_PROMPT_: Write out exactly the lines from the one holding "Each instance of the bridge abutment" to the last line of the entries, both ends included and nothing else, without the pictures.
#### SUPPLIED DATA
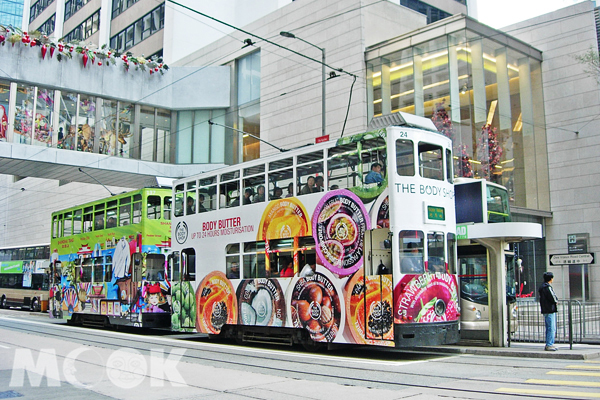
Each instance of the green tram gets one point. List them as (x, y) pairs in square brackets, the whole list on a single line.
[(109, 260)]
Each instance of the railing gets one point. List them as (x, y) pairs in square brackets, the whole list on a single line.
[(577, 322)]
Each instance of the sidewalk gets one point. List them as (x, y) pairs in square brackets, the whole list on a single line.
[(520, 349)]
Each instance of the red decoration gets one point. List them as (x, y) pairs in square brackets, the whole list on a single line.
[(14, 35)]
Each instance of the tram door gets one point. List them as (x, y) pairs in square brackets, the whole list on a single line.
[(185, 292), (378, 298)]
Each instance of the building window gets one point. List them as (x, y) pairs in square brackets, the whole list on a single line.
[(48, 27), (86, 29), (37, 9), (72, 6), (139, 30), (119, 6), (248, 94)]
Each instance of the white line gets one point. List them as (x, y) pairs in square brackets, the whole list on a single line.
[(242, 348)]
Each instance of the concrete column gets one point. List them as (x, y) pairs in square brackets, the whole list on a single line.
[(503, 90), (386, 89), (529, 164), (418, 80), (479, 98), (496, 291), (454, 84)]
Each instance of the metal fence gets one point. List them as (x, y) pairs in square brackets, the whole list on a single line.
[(577, 322)]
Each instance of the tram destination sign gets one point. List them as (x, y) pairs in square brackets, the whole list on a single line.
[(567, 259)]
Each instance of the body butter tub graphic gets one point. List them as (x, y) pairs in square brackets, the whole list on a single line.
[(316, 306), (216, 303), (261, 302), (339, 223)]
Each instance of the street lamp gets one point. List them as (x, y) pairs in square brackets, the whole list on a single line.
[(292, 36)]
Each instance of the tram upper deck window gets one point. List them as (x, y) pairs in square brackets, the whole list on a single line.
[(341, 166), (207, 194), (431, 161), (405, 158), (411, 252), (179, 196)]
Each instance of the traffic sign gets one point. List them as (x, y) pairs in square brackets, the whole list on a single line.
[(565, 259)]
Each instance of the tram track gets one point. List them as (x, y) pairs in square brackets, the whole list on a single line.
[(296, 365)]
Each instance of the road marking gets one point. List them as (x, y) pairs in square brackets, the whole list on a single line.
[(581, 395), (574, 373), (563, 383), (179, 343)]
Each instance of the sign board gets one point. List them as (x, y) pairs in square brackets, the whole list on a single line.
[(462, 232), (321, 139), (577, 242), (568, 259)]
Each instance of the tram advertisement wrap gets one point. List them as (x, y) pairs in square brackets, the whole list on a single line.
[(431, 297)]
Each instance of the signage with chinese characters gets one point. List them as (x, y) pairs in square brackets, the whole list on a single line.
[(569, 259)]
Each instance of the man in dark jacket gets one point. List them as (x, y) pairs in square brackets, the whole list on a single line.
[(548, 301)]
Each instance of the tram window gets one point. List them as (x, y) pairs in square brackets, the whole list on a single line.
[(190, 203), (108, 269), (306, 175), (232, 261), (155, 267), (153, 207), (207, 194), (125, 211), (188, 257), (449, 162), (279, 164), (451, 253), (435, 252), (430, 161), (411, 252), (174, 266), (85, 275), (341, 167), (230, 194), (254, 260), (68, 224), (279, 183), (254, 170), (137, 209), (179, 204), (54, 231), (405, 158), (39, 282), (77, 223), (98, 270), (257, 185), (167, 207)]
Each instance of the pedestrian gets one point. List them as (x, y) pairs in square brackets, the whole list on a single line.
[(548, 304)]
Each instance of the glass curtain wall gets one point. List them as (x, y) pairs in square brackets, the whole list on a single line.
[(485, 96), (88, 123)]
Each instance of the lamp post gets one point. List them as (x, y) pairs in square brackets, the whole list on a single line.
[(291, 35)]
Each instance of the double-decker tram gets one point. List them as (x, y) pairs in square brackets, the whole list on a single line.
[(350, 241), (24, 277), (109, 260)]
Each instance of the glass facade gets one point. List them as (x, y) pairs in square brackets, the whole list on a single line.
[(484, 95), (11, 12), (89, 124)]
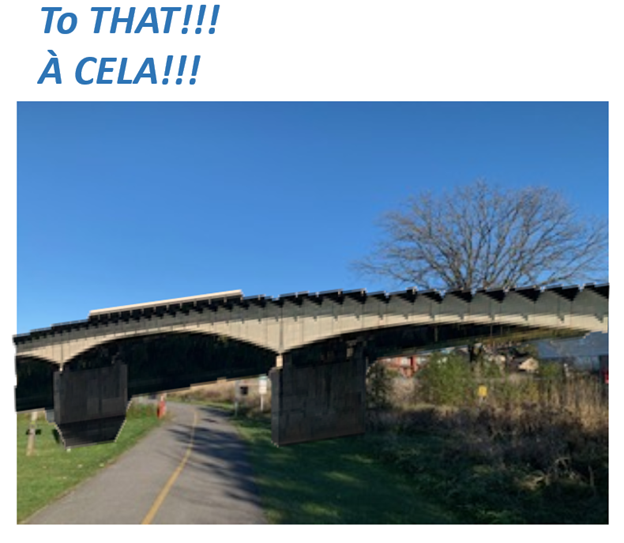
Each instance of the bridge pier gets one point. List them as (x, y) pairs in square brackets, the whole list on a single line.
[(321, 400)]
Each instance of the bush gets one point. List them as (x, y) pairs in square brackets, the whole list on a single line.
[(379, 388), (447, 380)]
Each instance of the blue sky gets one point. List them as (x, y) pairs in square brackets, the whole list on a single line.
[(122, 203)]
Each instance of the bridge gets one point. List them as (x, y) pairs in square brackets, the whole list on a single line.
[(315, 346)]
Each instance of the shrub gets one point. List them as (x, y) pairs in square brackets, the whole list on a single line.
[(446, 380), (379, 388)]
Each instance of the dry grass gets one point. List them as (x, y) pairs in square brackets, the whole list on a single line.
[(532, 451)]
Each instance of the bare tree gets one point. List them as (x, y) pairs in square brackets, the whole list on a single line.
[(481, 236)]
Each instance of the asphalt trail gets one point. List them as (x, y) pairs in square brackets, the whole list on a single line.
[(214, 485)]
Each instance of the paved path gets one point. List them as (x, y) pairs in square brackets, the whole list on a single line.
[(214, 483)]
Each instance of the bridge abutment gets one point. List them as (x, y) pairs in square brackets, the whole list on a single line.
[(318, 401)]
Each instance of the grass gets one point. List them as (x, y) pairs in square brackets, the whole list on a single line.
[(52, 471), (332, 482), (497, 467)]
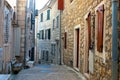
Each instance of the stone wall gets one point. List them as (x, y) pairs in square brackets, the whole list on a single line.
[(21, 23), (74, 14)]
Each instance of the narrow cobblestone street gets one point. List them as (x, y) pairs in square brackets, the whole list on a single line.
[(48, 72)]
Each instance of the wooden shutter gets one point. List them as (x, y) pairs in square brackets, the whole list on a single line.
[(65, 41), (100, 14), (60, 4), (17, 34), (89, 30), (49, 36)]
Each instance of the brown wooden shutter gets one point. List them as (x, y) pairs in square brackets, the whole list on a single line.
[(100, 28), (65, 40), (89, 30)]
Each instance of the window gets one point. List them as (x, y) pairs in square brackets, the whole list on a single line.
[(57, 23), (89, 29), (53, 24), (6, 29), (46, 34), (48, 14), (71, 1), (65, 40), (49, 34), (38, 35), (100, 23), (42, 34), (53, 50), (0, 3), (41, 17)]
########
_TASK RESPONSE_:
Each instance of the bridge abutment gets one point. List them as (x, y) pairs in square brackets, the whole list on a single line.
[(318, 401)]
Each instance of the grass gets one point. List them as (x, y) pairs in square brackets, the whole list on a single line.
[(52, 471), (332, 482), (497, 467)]
Each instance of the stone wall gets one point. List them as (x, y) pairs in square brackets, the whole list on a single line.
[(21, 23), (74, 14)]
Each instance of the narrow cobblestone street gets one point. List them as (x, y) pairs in square brackets, the whole list on a single line.
[(48, 72)]
Each instance of the wooden shutter gets one point. List them as (x, y) pairs in square brackets, the whole list on a single line.
[(65, 41), (100, 14), (60, 4), (17, 34), (89, 30), (49, 36)]
Each instance of the brown wooden shutter gets one point. List them as (x, y) pairs in square brackets, the whole list on a single line.
[(100, 28), (65, 40), (89, 30)]
Each instance of the window gets one point. List them as (x, y) pairs in square brackets, the whole list on a single line.
[(57, 23), (89, 29), (53, 24), (6, 29), (46, 34), (48, 14), (71, 1), (65, 40), (49, 34), (38, 35), (100, 23), (42, 34), (53, 50), (0, 3), (41, 17)]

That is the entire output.